Referring expression pointing data
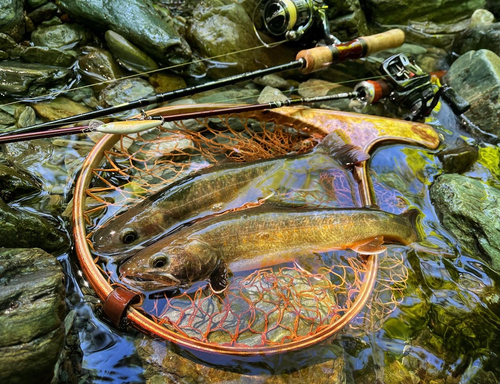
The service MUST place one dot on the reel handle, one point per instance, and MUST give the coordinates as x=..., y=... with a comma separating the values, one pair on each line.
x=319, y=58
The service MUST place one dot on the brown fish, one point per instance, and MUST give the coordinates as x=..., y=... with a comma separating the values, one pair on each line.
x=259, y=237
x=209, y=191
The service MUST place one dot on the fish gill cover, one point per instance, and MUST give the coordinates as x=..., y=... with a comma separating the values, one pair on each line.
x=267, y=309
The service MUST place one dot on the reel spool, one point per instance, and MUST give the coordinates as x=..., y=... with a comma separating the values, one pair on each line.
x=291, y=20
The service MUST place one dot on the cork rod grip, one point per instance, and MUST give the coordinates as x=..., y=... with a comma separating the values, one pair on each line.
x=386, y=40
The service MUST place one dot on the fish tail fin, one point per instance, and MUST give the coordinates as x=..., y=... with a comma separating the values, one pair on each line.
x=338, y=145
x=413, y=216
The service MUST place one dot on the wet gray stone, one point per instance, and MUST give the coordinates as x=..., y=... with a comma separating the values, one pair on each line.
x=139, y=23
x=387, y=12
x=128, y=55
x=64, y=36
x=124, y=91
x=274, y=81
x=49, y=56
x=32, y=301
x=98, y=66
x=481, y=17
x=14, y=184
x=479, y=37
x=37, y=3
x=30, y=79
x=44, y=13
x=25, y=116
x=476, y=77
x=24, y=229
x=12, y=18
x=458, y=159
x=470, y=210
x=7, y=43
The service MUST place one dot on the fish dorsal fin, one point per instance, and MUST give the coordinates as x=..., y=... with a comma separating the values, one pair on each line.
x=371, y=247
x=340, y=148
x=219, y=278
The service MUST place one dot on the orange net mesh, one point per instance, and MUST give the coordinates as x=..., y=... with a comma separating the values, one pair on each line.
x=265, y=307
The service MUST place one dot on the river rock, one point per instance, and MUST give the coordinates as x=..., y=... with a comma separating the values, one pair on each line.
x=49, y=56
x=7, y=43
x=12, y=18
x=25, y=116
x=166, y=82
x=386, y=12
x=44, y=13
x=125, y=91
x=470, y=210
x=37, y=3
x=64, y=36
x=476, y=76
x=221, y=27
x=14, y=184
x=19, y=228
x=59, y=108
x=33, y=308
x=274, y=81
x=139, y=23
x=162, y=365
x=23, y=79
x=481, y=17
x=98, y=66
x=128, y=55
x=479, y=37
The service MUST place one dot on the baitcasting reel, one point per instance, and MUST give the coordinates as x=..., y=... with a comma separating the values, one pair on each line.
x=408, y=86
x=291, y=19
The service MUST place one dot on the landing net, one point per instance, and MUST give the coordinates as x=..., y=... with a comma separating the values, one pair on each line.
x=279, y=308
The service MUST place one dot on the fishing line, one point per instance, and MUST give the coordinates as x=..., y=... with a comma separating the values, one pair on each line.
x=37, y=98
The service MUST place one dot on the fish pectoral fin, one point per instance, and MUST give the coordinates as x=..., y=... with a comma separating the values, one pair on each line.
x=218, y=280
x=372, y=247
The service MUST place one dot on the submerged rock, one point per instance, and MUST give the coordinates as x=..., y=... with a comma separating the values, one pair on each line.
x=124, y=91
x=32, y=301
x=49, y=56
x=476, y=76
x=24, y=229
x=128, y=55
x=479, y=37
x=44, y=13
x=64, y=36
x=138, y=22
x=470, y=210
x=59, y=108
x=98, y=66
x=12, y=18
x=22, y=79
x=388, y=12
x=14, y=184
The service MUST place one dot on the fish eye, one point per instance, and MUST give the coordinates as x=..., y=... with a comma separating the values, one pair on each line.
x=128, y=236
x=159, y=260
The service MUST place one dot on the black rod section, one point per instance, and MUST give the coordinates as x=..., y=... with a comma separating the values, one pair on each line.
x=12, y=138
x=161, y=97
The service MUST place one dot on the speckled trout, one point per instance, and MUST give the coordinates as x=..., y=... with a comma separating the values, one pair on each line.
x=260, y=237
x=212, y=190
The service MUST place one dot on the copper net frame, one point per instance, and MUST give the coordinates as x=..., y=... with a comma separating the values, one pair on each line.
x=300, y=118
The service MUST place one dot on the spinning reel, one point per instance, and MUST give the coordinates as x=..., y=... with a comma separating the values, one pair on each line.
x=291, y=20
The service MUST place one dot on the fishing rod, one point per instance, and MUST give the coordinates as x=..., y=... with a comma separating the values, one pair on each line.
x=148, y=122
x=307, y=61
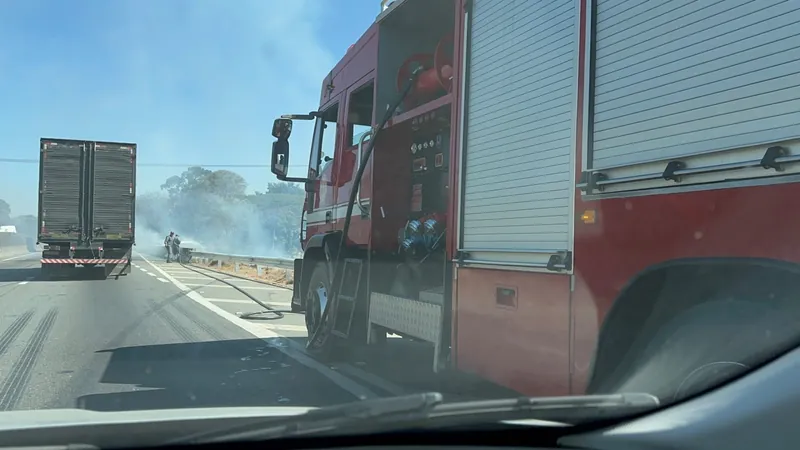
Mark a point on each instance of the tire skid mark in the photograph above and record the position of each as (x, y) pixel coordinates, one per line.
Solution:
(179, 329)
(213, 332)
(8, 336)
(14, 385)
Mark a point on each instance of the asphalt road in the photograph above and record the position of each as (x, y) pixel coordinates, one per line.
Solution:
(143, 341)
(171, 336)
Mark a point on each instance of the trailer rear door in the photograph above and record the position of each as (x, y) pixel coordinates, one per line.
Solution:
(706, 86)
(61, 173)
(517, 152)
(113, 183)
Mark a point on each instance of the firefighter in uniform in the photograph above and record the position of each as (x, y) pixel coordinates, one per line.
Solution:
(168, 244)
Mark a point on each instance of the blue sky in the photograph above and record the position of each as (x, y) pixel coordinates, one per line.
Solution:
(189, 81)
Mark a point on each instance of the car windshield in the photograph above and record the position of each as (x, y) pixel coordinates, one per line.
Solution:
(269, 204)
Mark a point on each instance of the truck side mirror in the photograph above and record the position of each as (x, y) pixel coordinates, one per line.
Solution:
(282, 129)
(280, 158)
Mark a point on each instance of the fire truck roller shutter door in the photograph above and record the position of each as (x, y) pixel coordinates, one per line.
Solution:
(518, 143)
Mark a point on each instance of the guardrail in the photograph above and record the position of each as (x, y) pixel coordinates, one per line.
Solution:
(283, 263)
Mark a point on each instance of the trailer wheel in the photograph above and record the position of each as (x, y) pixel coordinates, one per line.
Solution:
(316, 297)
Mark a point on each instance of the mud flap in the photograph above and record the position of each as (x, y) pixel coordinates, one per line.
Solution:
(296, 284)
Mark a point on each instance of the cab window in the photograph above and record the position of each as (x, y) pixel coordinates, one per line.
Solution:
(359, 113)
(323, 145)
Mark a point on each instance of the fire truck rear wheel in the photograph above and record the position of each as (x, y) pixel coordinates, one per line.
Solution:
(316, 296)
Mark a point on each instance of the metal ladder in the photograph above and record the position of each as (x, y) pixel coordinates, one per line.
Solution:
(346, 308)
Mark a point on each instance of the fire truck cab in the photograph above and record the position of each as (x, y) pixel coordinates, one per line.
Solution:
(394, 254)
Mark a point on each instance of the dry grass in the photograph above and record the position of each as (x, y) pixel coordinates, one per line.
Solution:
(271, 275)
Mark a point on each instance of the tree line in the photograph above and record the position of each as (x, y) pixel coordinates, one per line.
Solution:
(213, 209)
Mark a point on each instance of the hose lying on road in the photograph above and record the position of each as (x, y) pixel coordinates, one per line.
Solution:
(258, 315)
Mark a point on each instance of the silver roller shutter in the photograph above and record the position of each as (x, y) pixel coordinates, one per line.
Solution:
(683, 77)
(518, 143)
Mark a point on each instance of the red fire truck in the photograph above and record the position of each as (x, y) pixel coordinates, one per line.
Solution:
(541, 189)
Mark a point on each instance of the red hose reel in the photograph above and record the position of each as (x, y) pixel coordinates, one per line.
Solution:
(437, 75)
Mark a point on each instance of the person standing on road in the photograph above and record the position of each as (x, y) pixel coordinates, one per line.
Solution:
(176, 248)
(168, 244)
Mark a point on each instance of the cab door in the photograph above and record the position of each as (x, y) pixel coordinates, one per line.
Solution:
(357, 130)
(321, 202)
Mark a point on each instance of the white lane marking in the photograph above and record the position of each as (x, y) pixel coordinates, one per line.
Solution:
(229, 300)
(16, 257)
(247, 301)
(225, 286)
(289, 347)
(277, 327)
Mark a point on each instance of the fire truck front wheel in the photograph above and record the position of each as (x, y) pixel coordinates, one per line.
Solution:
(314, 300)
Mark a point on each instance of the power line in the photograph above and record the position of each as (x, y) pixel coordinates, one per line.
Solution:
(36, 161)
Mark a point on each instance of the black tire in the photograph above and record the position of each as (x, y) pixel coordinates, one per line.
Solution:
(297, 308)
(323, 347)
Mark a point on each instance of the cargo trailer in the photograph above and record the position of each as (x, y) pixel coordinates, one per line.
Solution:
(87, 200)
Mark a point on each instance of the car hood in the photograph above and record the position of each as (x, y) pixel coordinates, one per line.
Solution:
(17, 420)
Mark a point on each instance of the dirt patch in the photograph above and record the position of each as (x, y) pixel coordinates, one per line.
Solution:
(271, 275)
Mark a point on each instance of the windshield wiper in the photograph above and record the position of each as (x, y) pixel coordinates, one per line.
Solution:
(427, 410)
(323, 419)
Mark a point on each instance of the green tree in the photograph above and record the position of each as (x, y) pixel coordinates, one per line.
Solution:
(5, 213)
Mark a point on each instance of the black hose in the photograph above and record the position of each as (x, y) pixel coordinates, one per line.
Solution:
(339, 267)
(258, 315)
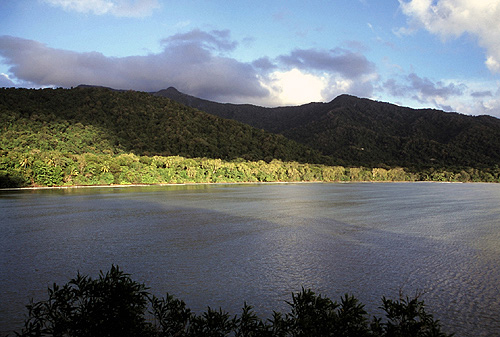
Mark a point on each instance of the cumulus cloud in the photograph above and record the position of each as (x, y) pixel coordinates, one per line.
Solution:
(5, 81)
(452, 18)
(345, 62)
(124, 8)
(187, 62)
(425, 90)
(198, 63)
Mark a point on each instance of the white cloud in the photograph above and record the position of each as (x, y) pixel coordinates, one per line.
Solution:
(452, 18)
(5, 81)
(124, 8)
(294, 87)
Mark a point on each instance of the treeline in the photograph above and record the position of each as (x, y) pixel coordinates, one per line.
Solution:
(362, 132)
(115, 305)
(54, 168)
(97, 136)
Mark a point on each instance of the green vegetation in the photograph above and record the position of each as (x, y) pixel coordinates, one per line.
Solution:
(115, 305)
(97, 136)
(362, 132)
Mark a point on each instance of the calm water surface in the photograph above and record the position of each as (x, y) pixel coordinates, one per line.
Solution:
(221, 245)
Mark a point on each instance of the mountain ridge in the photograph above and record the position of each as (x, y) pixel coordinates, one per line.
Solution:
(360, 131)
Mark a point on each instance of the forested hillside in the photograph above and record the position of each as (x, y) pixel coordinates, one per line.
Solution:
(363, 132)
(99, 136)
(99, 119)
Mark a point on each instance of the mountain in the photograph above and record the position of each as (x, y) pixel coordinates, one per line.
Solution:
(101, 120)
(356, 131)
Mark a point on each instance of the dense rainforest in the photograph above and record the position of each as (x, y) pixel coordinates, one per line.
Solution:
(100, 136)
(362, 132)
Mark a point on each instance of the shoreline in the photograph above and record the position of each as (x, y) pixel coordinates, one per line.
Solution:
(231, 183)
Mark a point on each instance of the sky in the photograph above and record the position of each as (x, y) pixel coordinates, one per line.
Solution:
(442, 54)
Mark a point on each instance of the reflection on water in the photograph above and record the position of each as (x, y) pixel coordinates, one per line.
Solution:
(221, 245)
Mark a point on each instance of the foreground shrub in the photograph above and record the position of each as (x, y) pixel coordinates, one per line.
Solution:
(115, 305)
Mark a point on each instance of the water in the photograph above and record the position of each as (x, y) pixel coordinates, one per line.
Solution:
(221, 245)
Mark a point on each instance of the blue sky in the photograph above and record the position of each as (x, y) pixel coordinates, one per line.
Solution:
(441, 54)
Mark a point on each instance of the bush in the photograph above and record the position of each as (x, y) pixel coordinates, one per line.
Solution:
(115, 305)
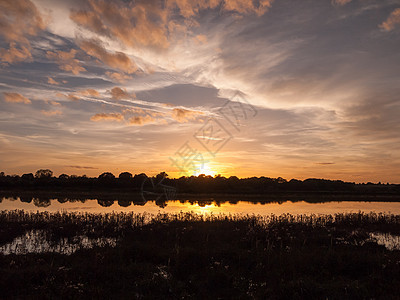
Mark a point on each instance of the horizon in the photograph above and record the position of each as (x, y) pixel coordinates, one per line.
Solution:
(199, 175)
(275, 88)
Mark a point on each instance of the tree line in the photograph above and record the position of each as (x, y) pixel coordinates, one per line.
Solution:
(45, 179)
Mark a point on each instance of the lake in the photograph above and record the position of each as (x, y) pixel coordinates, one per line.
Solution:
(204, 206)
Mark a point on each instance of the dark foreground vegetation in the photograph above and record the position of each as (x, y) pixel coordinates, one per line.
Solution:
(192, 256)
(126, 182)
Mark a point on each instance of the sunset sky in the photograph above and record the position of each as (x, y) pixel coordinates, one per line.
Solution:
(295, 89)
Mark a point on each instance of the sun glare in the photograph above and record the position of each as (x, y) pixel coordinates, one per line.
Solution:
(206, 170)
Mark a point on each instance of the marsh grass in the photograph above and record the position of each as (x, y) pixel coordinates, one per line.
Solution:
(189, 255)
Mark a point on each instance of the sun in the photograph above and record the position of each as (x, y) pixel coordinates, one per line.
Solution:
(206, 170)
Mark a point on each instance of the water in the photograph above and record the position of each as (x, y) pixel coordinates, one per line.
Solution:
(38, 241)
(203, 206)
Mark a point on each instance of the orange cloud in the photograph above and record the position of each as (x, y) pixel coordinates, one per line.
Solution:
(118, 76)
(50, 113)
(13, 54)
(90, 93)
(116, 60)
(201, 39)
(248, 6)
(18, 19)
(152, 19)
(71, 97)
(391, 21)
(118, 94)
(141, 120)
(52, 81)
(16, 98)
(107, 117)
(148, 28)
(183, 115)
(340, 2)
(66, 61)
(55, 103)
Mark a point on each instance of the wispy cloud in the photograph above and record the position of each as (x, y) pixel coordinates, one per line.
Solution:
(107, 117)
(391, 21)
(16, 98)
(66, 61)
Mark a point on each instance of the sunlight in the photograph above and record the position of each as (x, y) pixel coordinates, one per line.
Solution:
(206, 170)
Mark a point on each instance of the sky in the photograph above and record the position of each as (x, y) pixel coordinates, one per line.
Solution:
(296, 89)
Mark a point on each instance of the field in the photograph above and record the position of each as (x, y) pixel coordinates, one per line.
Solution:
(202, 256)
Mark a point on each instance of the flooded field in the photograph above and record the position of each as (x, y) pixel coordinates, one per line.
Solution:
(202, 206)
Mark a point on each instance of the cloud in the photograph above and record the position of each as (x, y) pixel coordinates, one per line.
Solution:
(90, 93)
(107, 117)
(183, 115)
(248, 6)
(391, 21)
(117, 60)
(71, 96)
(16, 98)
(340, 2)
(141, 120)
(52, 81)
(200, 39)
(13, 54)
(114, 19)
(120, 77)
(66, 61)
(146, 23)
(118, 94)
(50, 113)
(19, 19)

ACTIVITY – I need every line of the data that has the word "field"; please list them.

RESULT FOR THIS TASK –
Mark a point on each instance of the field in the photograph above and record the position of each as (x, y) pixel coordinates, one per line.
Mark a point on each instance of the flooded field in the photograph above and record the position of each as (x, y) pixel coordinates, one per line.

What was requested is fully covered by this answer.